→ **Work to complete**:
Copy out every item below word for word, altering nothing.

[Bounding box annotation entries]
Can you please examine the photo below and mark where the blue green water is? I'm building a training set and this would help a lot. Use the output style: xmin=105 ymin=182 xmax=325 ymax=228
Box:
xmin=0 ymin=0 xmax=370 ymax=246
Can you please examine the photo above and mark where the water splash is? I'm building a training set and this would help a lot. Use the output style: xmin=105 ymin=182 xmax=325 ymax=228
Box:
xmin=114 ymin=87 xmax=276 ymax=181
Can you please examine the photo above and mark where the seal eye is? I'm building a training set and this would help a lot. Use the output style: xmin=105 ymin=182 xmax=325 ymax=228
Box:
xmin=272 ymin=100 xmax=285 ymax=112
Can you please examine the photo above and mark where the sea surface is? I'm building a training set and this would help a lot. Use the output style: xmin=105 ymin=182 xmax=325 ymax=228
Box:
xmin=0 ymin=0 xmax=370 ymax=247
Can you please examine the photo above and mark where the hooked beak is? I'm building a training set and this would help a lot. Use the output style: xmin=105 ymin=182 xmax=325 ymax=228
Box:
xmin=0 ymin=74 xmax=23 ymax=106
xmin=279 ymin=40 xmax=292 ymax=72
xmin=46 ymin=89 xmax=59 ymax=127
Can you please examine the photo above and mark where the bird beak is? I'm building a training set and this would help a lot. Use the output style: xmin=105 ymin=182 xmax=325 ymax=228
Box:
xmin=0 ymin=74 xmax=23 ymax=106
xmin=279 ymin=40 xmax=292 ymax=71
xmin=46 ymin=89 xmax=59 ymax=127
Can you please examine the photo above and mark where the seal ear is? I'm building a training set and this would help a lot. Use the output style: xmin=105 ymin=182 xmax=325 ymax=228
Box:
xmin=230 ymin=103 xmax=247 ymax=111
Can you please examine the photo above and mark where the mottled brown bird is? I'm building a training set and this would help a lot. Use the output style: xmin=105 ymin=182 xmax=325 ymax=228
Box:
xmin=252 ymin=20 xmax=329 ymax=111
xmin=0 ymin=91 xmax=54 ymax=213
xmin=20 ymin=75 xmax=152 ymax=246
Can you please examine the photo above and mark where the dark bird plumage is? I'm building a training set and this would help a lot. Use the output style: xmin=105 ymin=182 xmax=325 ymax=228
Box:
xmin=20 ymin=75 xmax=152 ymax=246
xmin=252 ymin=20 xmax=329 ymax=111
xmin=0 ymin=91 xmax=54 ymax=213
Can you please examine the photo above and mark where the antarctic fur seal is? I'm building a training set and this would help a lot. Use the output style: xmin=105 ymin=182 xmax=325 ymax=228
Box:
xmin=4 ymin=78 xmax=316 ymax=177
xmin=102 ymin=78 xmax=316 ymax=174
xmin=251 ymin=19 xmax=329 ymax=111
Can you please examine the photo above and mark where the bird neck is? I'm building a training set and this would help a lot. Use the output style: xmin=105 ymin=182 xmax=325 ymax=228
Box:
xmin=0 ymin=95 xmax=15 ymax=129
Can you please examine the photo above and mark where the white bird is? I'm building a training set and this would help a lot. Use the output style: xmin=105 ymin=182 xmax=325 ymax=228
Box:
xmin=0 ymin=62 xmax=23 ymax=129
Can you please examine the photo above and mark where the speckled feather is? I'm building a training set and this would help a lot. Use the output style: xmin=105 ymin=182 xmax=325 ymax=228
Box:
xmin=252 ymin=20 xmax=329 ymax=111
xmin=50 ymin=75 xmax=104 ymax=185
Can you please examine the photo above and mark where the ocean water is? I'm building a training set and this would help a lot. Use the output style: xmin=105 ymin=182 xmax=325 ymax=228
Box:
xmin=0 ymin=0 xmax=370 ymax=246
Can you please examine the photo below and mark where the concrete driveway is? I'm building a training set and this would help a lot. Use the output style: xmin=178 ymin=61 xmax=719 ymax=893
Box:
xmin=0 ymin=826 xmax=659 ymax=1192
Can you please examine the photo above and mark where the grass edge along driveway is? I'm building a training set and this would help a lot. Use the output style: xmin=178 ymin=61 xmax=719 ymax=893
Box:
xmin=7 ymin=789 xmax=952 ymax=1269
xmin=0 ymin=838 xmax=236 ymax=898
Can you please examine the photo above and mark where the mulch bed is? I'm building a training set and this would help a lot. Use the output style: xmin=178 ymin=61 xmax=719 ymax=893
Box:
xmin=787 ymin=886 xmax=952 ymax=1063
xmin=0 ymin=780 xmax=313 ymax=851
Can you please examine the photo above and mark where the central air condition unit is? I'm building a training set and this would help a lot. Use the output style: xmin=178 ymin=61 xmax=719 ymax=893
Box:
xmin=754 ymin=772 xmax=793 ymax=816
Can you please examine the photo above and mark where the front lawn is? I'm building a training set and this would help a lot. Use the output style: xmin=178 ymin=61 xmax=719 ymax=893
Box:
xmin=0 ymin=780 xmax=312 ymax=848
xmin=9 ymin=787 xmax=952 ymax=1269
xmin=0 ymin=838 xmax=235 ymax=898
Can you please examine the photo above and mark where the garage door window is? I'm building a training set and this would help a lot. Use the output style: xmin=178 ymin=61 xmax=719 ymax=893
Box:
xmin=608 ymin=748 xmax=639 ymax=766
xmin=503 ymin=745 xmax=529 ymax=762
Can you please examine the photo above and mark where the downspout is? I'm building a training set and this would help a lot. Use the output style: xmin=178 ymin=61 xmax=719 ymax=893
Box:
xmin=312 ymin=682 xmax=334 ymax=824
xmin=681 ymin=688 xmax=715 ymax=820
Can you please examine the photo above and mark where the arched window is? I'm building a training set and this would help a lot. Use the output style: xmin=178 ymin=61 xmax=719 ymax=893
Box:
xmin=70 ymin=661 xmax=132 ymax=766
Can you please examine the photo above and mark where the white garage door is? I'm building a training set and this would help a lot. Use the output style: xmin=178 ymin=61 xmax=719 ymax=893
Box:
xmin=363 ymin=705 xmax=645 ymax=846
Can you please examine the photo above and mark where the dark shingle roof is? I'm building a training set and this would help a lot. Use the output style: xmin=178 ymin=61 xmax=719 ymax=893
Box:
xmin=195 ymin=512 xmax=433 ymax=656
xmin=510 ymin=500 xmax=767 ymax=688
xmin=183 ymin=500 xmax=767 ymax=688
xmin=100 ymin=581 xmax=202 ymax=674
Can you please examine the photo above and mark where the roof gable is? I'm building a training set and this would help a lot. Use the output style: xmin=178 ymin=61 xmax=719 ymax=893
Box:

→ **Output of the task**:
Can you please examine the photo below and mark where the blue green water is? I'm building a training set and this would help a lot. Use the output style: xmin=105 ymin=182 xmax=325 ymax=228
Box:
xmin=0 ymin=0 xmax=370 ymax=246
Can you please examine the photo above and mark where the water splash is? I'm building a training set and this would help a lot. Use the output style: xmin=105 ymin=182 xmax=325 ymax=228
Box:
xmin=114 ymin=87 xmax=276 ymax=181
Can you please examine the photo above and mark where the seal eye is? I'm building a training set and this would help a lot. Use the output style: xmin=105 ymin=182 xmax=325 ymax=228
Box:
xmin=272 ymin=100 xmax=285 ymax=112
Can you please examine the photo above and mark where the sea surface is? I'm building a training set and this would help a lot. Use the output style: xmin=105 ymin=182 xmax=325 ymax=228
Box:
xmin=0 ymin=0 xmax=370 ymax=247
Can you please examine the photo above and mark where the hooked beak is? I'm building a training set and this would help a lot. Use the output style: xmin=105 ymin=182 xmax=325 ymax=228
Box:
xmin=0 ymin=74 xmax=23 ymax=106
xmin=279 ymin=40 xmax=292 ymax=72
xmin=46 ymin=89 xmax=59 ymax=127
Can you please examine the photo above and mark where the bird beak is? I'm building a training set and this would help a lot. Use the output style: xmin=105 ymin=182 xmax=325 ymax=228
Box:
xmin=0 ymin=74 xmax=23 ymax=106
xmin=279 ymin=40 xmax=292 ymax=71
xmin=46 ymin=89 xmax=59 ymax=127
Can you please examine the photo above and mark where the seal ear is? I'm building a training set and this would help a lot. Use the output style: xmin=105 ymin=182 xmax=325 ymax=228
Box:
xmin=230 ymin=103 xmax=247 ymax=111
Can you please examine the photo above and mark where the mottled brown bird is? I'm building a training set and this would help a lot. Use the output style: xmin=105 ymin=182 xmax=325 ymax=228
Box:
xmin=252 ymin=20 xmax=329 ymax=111
xmin=0 ymin=91 xmax=54 ymax=213
xmin=20 ymin=75 xmax=152 ymax=246
Can you please examine the photo above and mark where the dark bird plumage is? I'm building a training set and this would help a lot. Use the output style: xmin=105 ymin=182 xmax=325 ymax=228
Box:
xmin=20 ymin=75 xmax=152 ymax=246
xmin=252 ymin=20 xmax=329 ymax=111
xmin=0 ymin=91 xmax=54 ymax=213
Can you please examine the photo above and mark where the antarctic fur seal is? I'm building a training set and this would help a lot. Use the output style: xmin=105 ymin=182 xmax=325 ymax=228
Box:
xmin=4 ymin=78 xmax=316 ymax=177
xmin=102 ymin=78 xmax=316 ymax=174
xmin=251 ymin=19 xmax=329 ymax=111
Can you please examine the photo above and mark where the bird neck is? I'm building a training set and this would help a lot. Use the output style: xmin=105 ymin=182 xmax=325 ymax=228
Box:
xmin=0 ymin=95 xmax=15 ymax=129
Can you please examine the photo above and mark where the white bird is? I'm building a training set and this would help a lot. Use the output style: xmin=105 ymin=182 xmax=325 ymax=228
Box:
xmin=0 ymin=62 xmax=23 ymax=129
Can you please examine the photo above and mark where the speckled feather is? I'm building a training set and this would help a lot. Use the output style: xmin=105 ymin=182 xmax=325 ymax=228
Box:
xmin=252 ymin=20 xmax=329 ymax=111
xmin=50 ymin=75 xmax=104 ymax=185
Can you please examine the photo above and mark where the ocean water is? I'm building a training set and this would help a lot. Use the output style: xmin=105 ymin=182 xmax=325 ymax=228
Box:
xmin=0 ymin=0 xmax=370 ymax=246
Can you please examine the photo below and mark where the concrete driveway is? I'm building a training set and this would help a lot. Use the output style: xmin=178 ymin=61 xmax=719 ymax=893
Box:
xmin=0 ymin=826 xmax=659 ymax=1192
Can you please examine the photo above and mark where the grass edge along driveway is? I'm building a training set and this would help a lot. Use the output style: xmin=178 ymin=61 xmax=719 ymax=893
Box:
xmin=7 ymin=789 xmax=952 ymax=1269
xmin=0 ymin=838 xmax=236 ymax=898
Can you please examine the photo above and mark where the mulch bed is? I'm building a training set and this would help a lot. Use the output style: xmin=178 ymin=61 xmax=719 ymax=893
Box:
xmin=787 ymin=886 xmax=952 ymax=1063
xmin=0 ymin=780 xmax=313 ymax=851
Can you please examine the photo above and mark where the central air condition unit is? I'm building a training set and this would help a lot. Use the output style: xmin=178 ymin=61 xmax=719 ymax=893
Box:
xmin=754 ymin=772 xmax=793 ymax=816
Can you please examine the photo above and mark where the front lawn is? I'm building a training set and this would help a lot. Use the output style: xmin=178 ymin=61 xmax=719 ymax=893
Box:
xmin=0 ymin=780 xmax=312 ymax=848
xmin=9 ymin=787 xmax=952 ymax=1269
xmin=0 ymin=838 xmax=235 ymax=898
Can you please examine the photo above and mark where the garage door window is? I'm building a training set and this would help a lot. Use the output style: xmin=178 ymin=61 xmax=719 ymax=893
Box:
xmin=608 ymin=748 xmax=639 ymax=766
xmin=503 ymin=745 xmax=529 ymax=762
Can you please examine the photo above and mark where the downspout is? I'm building a training set and this would help a lot. Use the output style: xmin=178 ymin=61 xmax=719 ymax=893
Box:
xmin=312 ymin=682 xmax=334 ymax=824
xmin=681 ymin=688 xmax=715 ymax=820
Can you please examine the photo above and mark where the arched window is? I'm building a training set and this would help a lot. Use the output style: xmin=178 ymin=61 xmax=719 ymax=893
Box:
xmin=70 ymin=661 xmax=132 ymax=766
Can you please examine the photo above and mark where the white garage door is? I'm building a training set and this would help a lot. Use the output style: xmin=178 ymin=61 xmax=719 ymax=893
Box:
xmin=363 ymin=705 xmax=645 ymax=846
Can you please examine the photo above and mark where the dark shingle roof is? I'm building a training set and this would help a lot. Use the output style: xmin=178 ymin=61 xmax=719 ymax=893
Box:
xmin=195 ymin=512 xmax=433 ymax=656
xmin=510 ymin=500 xmax=767 ymax=688
xmin=183 ymin=500 xmax=767 ymax=688
xmin=100 ymin=581 xmax=202 ymax=674
Can you please examine the photo above and mark where the roof gable is? I'm building a training set and this would help a lot. Use the output style: xmin=178 ymin=61 xmax=719 ymax=893
Box:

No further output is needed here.